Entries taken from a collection

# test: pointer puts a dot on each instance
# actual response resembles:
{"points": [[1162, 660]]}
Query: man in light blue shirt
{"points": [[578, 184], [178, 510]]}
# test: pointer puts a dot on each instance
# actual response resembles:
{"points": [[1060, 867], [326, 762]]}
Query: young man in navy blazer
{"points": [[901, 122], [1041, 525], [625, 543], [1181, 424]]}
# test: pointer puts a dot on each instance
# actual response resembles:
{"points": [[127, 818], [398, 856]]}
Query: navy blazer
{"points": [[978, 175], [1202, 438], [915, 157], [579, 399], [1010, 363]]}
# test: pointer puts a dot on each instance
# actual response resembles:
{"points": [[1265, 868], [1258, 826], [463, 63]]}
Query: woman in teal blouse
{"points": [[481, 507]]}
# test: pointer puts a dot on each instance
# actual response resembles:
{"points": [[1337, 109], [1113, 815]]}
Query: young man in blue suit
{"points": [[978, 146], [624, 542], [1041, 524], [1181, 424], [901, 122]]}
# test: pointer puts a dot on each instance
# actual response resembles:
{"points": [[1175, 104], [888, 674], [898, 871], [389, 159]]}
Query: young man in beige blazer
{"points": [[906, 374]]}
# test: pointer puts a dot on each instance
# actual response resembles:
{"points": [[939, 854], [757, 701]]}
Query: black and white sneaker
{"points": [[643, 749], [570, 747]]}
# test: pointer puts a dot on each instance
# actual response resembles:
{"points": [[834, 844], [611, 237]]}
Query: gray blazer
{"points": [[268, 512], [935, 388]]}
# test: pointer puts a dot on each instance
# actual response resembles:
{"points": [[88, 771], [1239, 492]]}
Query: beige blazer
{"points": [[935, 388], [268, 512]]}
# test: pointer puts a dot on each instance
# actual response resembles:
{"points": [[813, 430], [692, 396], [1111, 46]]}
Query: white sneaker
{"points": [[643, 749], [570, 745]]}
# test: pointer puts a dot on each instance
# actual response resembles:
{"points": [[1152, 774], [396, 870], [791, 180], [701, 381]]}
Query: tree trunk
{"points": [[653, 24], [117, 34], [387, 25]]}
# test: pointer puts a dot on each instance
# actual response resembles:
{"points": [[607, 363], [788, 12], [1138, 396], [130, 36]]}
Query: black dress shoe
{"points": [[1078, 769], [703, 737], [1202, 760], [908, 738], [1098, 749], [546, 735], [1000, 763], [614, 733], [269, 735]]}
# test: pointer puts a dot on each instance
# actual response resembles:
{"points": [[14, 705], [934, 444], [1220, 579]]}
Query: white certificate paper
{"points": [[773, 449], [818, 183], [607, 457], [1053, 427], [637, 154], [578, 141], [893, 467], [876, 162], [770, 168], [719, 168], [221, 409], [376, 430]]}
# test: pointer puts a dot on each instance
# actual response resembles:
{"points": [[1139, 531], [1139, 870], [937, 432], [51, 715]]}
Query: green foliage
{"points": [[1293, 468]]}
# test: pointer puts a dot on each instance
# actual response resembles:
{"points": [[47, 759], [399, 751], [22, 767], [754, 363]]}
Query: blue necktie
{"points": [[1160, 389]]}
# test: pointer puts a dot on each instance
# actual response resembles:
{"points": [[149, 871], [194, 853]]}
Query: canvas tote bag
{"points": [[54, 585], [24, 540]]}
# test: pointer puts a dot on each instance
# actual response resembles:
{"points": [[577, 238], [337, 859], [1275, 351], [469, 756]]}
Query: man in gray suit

_Your instructions_
The lines above need to be restated word for word, all of them.

_Answer to this problem_
# test: pointer puts a dot on each instance
# actual response resembles:
{"points": [[1162, 660]]}
Query: man in light blue shirt
{"points": [[578, 184], [178, 510]]}
# test: pointer puts a dot on each instance
# actual response resembles:
{"points": [[1060, 867], [326, 762]]}
Query: young man in navy blazer
{"points": [[901, 122], [1041, 525], [625, 543], [1181, 424]]}
# test: pointer puts a dot on each instance
# actual response resembles:
{"points": [[127, 818], [398, 856]]}
Query: navy blazer
{"points": [[978, 175], [1202, 438], [915, 157], [579, 399], [1010, 363]]}
# test: pointer puts a dot on each instance
# actual response resembles:
{"points": [[1265, 868], [1258, 826], [463, 63]]}
Query: woman in teal blouse
{"points": [[481, 507]]}
# test: pointer puts a dot on each instance
# actual response resembles:
{"points": [[1337, 109], [1113, 815]]}
Query: young man in blue suit
{"points": [[978, 146], [624, 542], [1041, 524], [1181, 424], [901, 122]]}
# test: pointer puts a dot on each instance
# actual response resembles:
{"points": [[1175, 104], [888, 674], [898, 871], [389, 159]]}
Query: young man in beige blazer
{"points": [[906, 374]]}
# test: pointer puts a dot on each instance
# actual response resembles:
{"points": [[939, 854], [757, 701]]}
Query: black and white sneaker
{"points": [[643, 749], [570, 747]]}
# test: pointer puts a dot on each instance
# actual response resembles:
{"points": [[834, 844], [611, 237]]}
Query: gray blazer
{"points": [[268, 512], [935, 388]]}
# test: pointer puts a dot on each instance
# actual response resembles:
{"points": [[88, 771], [1239, 492]]}
Query: beige blazer
{"points": [[935, 388], [268, 512]]}
# test: pointer puts a dot on each instance
# actual response resembles:
{"points": [[813, 430], [692, 396], [1111, 46]]}
Query: white sneaker
{"points": [[643, 749], [570, 745]]}
# test: pointer puts a dot on each instance
# actual response resembles:
{"points": [[1152, 774], [396, 870], [791, 180], [701, 381]]}
Query: tree trunk
{"points": [[653, 24], [117, 34], [387, 25]]}
# test: pointer puts a dot on each instance
# actual response resembles:
{"points": [[607, 363], [788, 12], [1138, 396], [130, 36]]}
Query: black dress shoe
{"points": [[1078, 769], [703, 737], [1202, 760], [908, 738], [1098, 749], [546, 735], [1000, 763], [614, 733], [269, 735]]}
# test: pointer puts a dot on each instance
# actual response resembles:
{"points": [[14, 705], [934, 444], [1220, 579]]}
Query: white certificate paper
{"points": [[773, 449], [818, 183], [607, 457], [1053, 427], [637, 154], [578, 141], [893, 467], [876, 162], [770, 168], [719, 168], [221, 409], [376, 430]]}
# test: pointer puts a dot on each instance
# actual response resembles:
{"points": [[1139, 531], [1139, 870], [937, 432], [51, 715]]}
Query: green foliage
{"points": [[1293, 468]]}
# test: pointer puts a dot on each instance
# actual response resembles:
{"points": [[47, 759], [399, 751], [22, 767], [754, 363]]}
Query: blue necktie
{"points": [[1160, 389]]}
# test: pointer puts a dot on each instance
# actual response resembles:
{"points": [[149, 871], [194, 853]]}
Query: canvas tote bag
{"points": [[54, 585], [24, 540]]}
# test: pointer puts a dot on each instance
# actual response resembles:
{"points": [[577, 238], [337, 859], [1275, 351], [469, 756]]}
Query: man in gray suit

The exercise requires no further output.